SOURCE DATA:
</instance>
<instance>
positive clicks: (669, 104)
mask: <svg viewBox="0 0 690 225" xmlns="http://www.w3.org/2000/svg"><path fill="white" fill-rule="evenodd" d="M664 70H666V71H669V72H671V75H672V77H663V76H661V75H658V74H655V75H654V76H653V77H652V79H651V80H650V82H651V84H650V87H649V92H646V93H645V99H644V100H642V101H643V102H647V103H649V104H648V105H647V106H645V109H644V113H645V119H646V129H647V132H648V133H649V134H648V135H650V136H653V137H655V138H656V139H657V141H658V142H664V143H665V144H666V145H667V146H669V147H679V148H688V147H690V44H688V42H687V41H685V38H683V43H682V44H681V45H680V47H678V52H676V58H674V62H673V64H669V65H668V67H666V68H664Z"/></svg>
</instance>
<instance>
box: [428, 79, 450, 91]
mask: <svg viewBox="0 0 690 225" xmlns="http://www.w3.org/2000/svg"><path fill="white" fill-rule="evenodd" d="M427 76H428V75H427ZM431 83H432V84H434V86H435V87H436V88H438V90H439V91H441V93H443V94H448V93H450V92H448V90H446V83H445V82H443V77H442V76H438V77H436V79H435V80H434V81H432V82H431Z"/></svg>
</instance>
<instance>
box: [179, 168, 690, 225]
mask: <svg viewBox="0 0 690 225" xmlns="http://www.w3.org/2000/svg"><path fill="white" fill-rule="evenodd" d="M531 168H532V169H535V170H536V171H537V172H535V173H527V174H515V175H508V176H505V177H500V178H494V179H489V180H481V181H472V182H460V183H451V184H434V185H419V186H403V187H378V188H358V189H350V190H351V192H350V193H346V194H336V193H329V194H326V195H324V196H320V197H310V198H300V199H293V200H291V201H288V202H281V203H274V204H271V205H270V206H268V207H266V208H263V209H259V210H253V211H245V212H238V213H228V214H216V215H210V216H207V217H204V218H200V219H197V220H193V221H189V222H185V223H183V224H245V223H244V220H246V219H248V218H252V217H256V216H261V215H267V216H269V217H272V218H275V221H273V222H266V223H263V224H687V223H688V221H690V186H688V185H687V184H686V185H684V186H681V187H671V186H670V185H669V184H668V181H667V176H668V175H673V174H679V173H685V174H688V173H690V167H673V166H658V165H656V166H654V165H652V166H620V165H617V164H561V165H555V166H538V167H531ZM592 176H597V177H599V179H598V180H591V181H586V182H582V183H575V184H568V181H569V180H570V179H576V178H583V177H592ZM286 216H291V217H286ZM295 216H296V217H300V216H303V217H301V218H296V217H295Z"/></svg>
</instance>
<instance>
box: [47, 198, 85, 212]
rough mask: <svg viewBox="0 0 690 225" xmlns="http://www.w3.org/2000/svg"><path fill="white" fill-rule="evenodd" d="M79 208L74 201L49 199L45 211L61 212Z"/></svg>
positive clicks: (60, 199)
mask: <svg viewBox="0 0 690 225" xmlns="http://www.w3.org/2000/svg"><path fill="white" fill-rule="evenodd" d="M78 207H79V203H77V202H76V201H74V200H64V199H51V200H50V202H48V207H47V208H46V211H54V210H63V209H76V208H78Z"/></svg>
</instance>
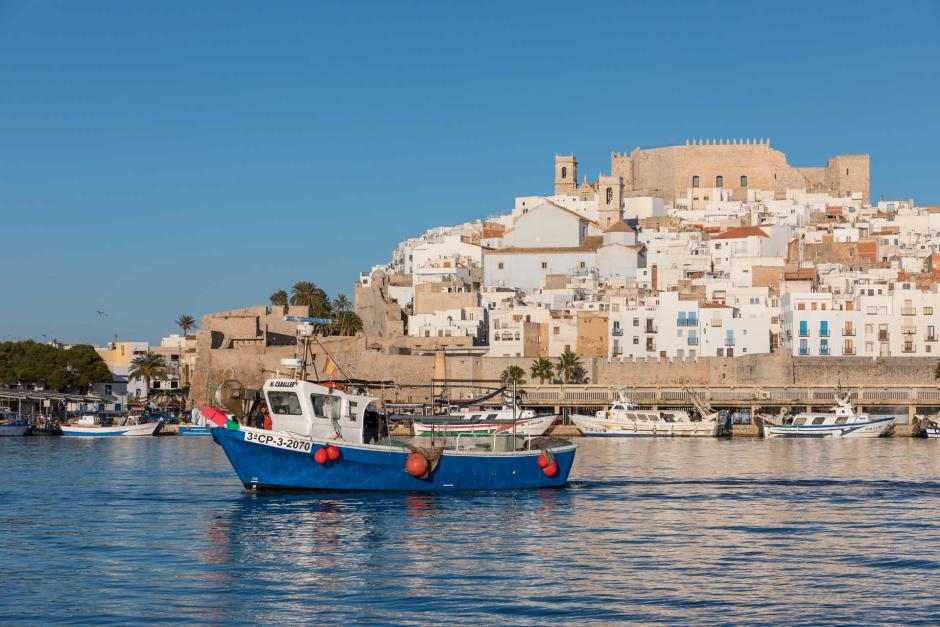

ACTIVITY:
The full data, repeated exactly and stripped of its pictures, is the expected answer.

SOLUTION TO THIS EXERCISE:
</instance>
<instance>
positive clicks: (669, 104)
mask: <svg viewBox="0 0 690 225" xmlns="http://www.w3.org/2000/svg"><path fill="white" fill-rule="evenodd" d="M664 70H666V71H669V72H671V75H672V77H663V76H661V75H658V74H655V75H654V76H653V77H652V79H651V80H650V82H651V84H650V87H649V92H646V93H645V99H644V100H642V101H643V102H647V103H649V104H648V105H647V106H645V109H644V113H645V119H646V129H647V132H648V133H649V134H648V135H650V136H653V137H655V138H656V139H657V141H658V142H664V143H665V144H666V145H667V146H669V147H679V148H688V147H690V44H688V42H687V41H685V38H683V43H682V44H681V45H680V47H678V52H676V58H674V62H673V64H669V65H668V67H666V68H664Z"/></svg>
</instance>
<instance>
box: [428, 79, 450, 91]
mask: <svg viewBox="0 0 690 225" xmlns="http://www.w3.org/2000/svg"><path fill="white" fill-rule="evenodd" d="M427 76H428V75H427ZM431 83H432V84H434V86H435V87H436V88H438V90H439V91H441V93H443V94H448V93H450V92H448V90H446V83H445V82H443V77H442V76H438V77H436V79H435V80H434V81H432V82H431Z"/></svg>
</instance>
<instance>
box: [179, 168, 690, 225]
mask: <svg viewBox="0 0 690 225" xmlns="http://www.w3.org/2000/svg"><path fill="white" fill-rule="evenodd" d="M531 168H532V169H535V170H536V171H537V172H535V173H527V174H515V175H508V176H505V177H500V178H494V179H489V180H481V181H472V182H460V183H451V184H434V185H419V186H403V187H378V188H358V189H350V190H351V192H350V193H346V194H336V193H329V194H326V195H324V196H320V197H310V198H300V199H293V200H291V201H288V202H281V203H274V204H271V205H270V206H268V207H266V208H263V209H259V210H253V211H245V212H238V213H228V214H216V215H210V216H207V217H204V218H200V219H197V220H193V221H189V222H185V223H183V224H245V223H244V220H246V219H248V218H252V217H256V216H261V215H267V216H269V217H272V218H275V221H273V222H266V223H263V224H687V223H688V221H690V186H688V185H687V184H686V185H684V186H681V187H671V186H670V185H669V184H668V181H667V176H668V175H673V174H679V173H685V174H688V173H690V167H673V166H658V165H656V166H654V165H652V166H620V165H617V164H561V165H555V166H538V167H531ZM592 176H597V177H599V179H598V180H591V181H586V182H582V183H575V184H568V181H569V180H570V179H576V178H583V177H592ZM286 216H291V217H286ZM295 216H296V217H300V216H303V217H301V218H296V217H295Z"/></svg>
</instance>
<instance>
box: [47, 198, 85, 212]
rough mask: <svg viewBox="0 0 690 225" xmlns="http://www.w3.org/2000/svg"><path fill="white" fill-rule="evenodd" d="M79 208L74 201L49 199L45 211L61 212Z"/></svg>
positive clicks: (60, 199)
mask: <svg viewBox="0 0 690 225" xmlns="http://www.w3.org/2000/svg"><path fill="white" fill-rule="evenodd" d="M78 207H79V203H77V202H76V201H74V200H64V199H51V200H50V202H48V207H47V208H46V211H54V210H63V209H76V208H78Z"/></svg>
</instance>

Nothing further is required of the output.